(DIRECTIVE): Reproduce the following records verbatim, line for line and without alteration.

:: TASK MATERIAL

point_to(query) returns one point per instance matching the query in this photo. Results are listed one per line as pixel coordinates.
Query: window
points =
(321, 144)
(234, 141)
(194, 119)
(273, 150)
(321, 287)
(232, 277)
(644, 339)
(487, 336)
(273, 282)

::::

(EXERCISE SOLUTION):
point_to(query) returns one point per instance matching the query in this photo. Results are listed one per line as pixel coordinates.
Query: window
points =
(321, 144)
(234, 141)
(194, 119)
(273, 150)
(321, 287)
(232, 277)
(644, 339)
(487, 336)
(273, 282)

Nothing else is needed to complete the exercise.